Start of Block

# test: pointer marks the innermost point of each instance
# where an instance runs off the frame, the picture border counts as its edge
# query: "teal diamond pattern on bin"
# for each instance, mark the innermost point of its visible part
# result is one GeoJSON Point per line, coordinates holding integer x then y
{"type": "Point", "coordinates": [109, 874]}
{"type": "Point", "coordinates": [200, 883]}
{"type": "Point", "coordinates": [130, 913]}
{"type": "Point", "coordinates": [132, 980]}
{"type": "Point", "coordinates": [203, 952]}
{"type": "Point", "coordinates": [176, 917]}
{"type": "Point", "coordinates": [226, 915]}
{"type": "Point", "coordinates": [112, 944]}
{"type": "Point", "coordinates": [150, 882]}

End of Block

WHAT YOU ARE ASKED TO DO>
Report every line from the listing above where the string "each" can be found.

THE COMPLETED TASK>
# test: pointer marks the innermost point of each instance
# for each instance, mark the innermost point of its visible part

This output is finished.